_ARTYKUŁ_:
═══

@numerowa - chwilowo odejdę od tematu ( ale tylko chwilowo ). Jeszcze jakieś dwa lata temu zarzekałem się, że nie będę kupował gier w dystrybucji cyfrowej, bo lubię te uczucie towarzyszące otwieraniu nowej, zafoliowanej gry i ten zapach "nowości"
Teraz nie pamiętam kiedy ostatni raz kupiłem wersję pudełkową. Z książkami stało się to samo. Z muzyką i filmami też. Po prostu przestałem mieć potrzebę posiadania danego medium fizycznie, bo jego fizyczność nic nie dodaje do jego wartości moim zdaniem. Dla mnie liczy się jedynie przenoszona treść. Fizyczne nośniki ( czy to papier, czy płyta, czy karta pamięci ) jeszcze całe lata nie będą wyparte z dystrybucji, ale już teraz wielu zaczyna wystarczać nawet sama subskrypcja do Netflix czy LoveFILM, aby dostarczyć sobie wrażeń filmowych ( szczególnie tym, którzy nie gonią za nowościami ). Tu nawet odpada już potrzeba posiadania samego filmu. To samo z serwisami jak Spotify ( gdzie tak czy siak możesz kupić piosenki ).

═══

_ZAPISANE WIERSZE_:
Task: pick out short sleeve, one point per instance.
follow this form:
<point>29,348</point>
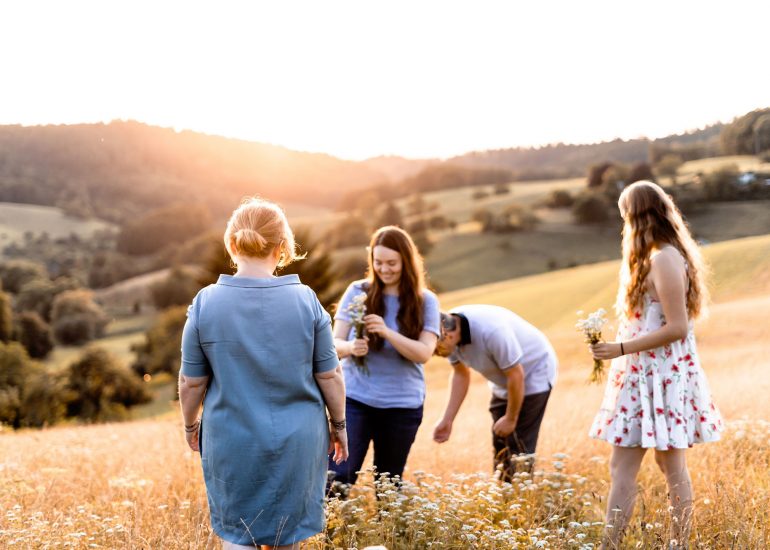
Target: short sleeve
<point>504,348</point>
<point>324,352</point>
<point>353,290</point>
<point>431,314</point>
<point>194,362</point>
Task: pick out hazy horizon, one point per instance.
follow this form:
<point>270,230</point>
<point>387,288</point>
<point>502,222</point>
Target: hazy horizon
<point>357,81</point>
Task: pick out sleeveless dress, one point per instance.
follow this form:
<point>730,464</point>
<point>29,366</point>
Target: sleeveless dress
<point>657,398</point>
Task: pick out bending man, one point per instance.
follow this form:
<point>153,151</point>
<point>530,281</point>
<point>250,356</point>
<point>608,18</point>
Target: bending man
<point>520,365</point>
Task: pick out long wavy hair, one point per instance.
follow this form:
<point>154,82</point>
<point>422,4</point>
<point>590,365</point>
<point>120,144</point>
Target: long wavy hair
<point>652,220</point>
<point>410,288</point>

═══

_POLECENIE_: Przytocz dosłownie fragment artykułu o kupowaniu gier, książek i filmów w wersji cyfrowej, zaczynając od słów "Teraz nie pamiętam" i ciągnąc aż po słowa "kupić piosenki ).".

_WYKONANE ZADANIE_:
Teraz nie pamiętam kiedy ostatni raz kupiłem wersję pudełkową. Z książkami stało się to samo. Z muzyką i filmami też. Po prostu przestałem mieć potrzebę posiadania danego medium fizycznie, bo jego fizyczność nic nie dodaje do jego wartości moim zdaniem. Dla mnie liczy się jedynie przenoszona treść. Fizyczne nośniki ( czy to papier, czy płyta, czy karta pamięci ) jeszcze całe lata nie będą wyparte z dystrybucji, ale już teraz wielu zaczyna wystarczać nawet sama subskrypcja do Netflix czy LoveFILM, aby dostarczyć sobie wrażeń filmowych ( szczególnie tym, którzy nie gonią za nowościami ). Tu nawet odpada już potrzeba posiadania samego filmu. To samo z serwisami jak Spotify ( gdzie tak czy siak możesz kupić piosenki ).